Retype each line below without a single alteration.
#### Supplied material ####
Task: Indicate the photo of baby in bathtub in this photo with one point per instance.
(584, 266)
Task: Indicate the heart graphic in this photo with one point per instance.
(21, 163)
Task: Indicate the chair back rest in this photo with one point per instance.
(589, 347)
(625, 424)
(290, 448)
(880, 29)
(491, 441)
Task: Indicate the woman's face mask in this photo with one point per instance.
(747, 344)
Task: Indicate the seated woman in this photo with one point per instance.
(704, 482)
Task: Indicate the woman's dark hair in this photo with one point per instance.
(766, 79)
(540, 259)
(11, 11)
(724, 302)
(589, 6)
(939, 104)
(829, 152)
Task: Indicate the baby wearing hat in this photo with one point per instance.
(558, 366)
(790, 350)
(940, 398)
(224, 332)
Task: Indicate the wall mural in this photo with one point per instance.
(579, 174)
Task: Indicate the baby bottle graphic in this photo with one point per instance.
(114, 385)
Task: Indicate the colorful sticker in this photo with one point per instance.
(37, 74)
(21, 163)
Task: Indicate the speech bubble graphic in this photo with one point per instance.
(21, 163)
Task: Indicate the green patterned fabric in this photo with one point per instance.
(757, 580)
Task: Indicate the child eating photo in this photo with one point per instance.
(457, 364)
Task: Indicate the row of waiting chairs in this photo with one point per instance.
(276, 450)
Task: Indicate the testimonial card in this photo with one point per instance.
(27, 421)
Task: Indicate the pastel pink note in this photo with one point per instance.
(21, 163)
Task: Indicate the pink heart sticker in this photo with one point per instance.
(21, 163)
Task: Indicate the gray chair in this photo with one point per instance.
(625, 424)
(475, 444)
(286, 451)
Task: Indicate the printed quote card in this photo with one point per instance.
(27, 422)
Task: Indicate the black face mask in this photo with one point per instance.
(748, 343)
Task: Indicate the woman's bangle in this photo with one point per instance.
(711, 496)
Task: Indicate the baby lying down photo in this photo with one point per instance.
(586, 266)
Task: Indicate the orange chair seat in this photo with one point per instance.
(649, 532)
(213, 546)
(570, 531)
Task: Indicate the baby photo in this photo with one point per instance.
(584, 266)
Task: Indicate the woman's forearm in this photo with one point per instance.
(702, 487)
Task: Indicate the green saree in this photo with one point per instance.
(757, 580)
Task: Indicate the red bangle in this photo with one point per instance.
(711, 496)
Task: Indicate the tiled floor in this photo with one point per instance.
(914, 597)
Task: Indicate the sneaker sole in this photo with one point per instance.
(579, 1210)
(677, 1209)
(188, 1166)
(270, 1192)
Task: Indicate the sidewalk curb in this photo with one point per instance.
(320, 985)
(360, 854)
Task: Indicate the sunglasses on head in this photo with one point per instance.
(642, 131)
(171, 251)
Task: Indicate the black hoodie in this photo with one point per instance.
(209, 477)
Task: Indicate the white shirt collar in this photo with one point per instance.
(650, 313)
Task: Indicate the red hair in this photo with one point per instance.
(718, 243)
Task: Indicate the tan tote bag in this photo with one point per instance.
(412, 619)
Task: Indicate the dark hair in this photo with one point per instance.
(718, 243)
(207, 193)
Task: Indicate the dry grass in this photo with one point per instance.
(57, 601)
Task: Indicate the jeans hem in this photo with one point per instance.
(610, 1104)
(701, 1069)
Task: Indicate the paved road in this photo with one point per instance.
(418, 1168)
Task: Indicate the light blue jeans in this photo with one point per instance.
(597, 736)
####
**Task solution**.
Task: Indicate the photo of baby in bathtub in this photo with one point per instance.
(584, 266)
Task: Indicate the heart graphic in this photo with one point per instance.
(21, 163)
Task: Indicate the chair back rest in this photo with one point per instance.
(589, 347)
(625, 424)
(290, 448)
(880, 29)
(491, 441)
Task: Indicate the woman's face mask in this photo with one point per instance.
(747, 344)
Task: Indicate the seated woman in this photo with one point per instance.
(704, 482)
Task: Indicate the woman's dark hair in this photo with one point per instance.
(766, 79)
(540, 259)
(11, 11)
(724, 302)
(589, 6)
(939, 104)
(829, 152)
Task: Indicate the baby wearing hat in this photo with one point per instance.
(558, 366)
(790, 350)
(940, 398)
(224, 332)
Task: Indicate the wall mural in this photo with one point per instance.
(579, 174)
Task: Indicate the baby bottle graphic in this photo with one point per instance.
(114, 385)
Task: Indicate the colorful sticker in this photo with one point per instance.
(37, 74)
(21, 163)
Task: Indicate the speech bubble graphic in this photo with one point per instance.
(21, 163)
Task: Indicate the green patterned fabric in this photo with one point per instance.
(757, 580)
Task: Indicate the child eating photo in this photo with one point per instance.
(457, 364)
Task: Indicate the row of waiting chairs in this photo with one point per instance.
(276, 450)
Task: Indicate the testimonial card in this photo with one point per instance.
(27, 421)
Task: Indicate the pastel pink note in this photo with one point per instance.
(21, 163)
Task: Indicate the pink heart sticker in this photo with one point per instance.
(21, 163)
Task: Indicate the gray chair in this photo with one point per instance.
(625, 424)
(475, 444)
(286, 451)
Task: Indicate the printed quote card in this photo with one point per instance.
(27, 422)
Task: Indicate the black face mask in this photo with one point per instance.
(748, 343)
Task: Indicate the woman's bangle in this photo with one point per instance.
(711, 496)
Task: Indicate the baby lying down photo in this photo with one point per instance.
(586, 266)
Task: Indicate the orange chair seat in this photo with one point per instance.
(649, 532)
(213, 546)
(570, 531)
Task: Indicate the baby photo in this photo with one point per instance.
(584, 266)
Task: Indicate the woman's forearm in this photo with one point per instance.
(702, 487)
Task: Indicate the green saree in this photo with one point per instance.
(757, 580)
Task: Indicate the red bangle in this photo with one point per instance.
(711, 496)
Task: Indicate the tiled floor in this photo with one point per instance.
(914, 597)
Task: Indicate the sneaker sole in this photo with one point per instance.
(579, 1210)
(677, 1209)
(188, 1166)
(270, 1192)
Task: Indicate the sidewalk curb in this photo with one point per instance.
(320, 985)
(360, 854)
Task: Indicate the sunglasses on head in this photo with one point per instance.
(642, 131)
(171, 251)
Task: Indicate the black hoodie in this photo with one point per instance.
(209, 477)
Task: Indicate the white shirt collar in this photo with one point per instance.
(650, 313)
Task: Indicate the red hair in this photo with one point per instance.
(718, 243)
Task: Indicate the tan tote bag in this photo with one point per instance.
(412, 619)
Task: Indicate the dark hair in this photo with one point per instance.
(718, 243)
(207, 193)
Task: Indicate the dry grass in this photo with one point per instance.
(57, 601)
Task: Indicate the jeans hem in this photo with one point per instance.
(610, 1104)
(701, 1069)
Task: Indicate the paved road in this photo with one point per instance.
(418, 1168)
Task: Indicate the light blue jeans in this photo with one point per instance.
(597, 736)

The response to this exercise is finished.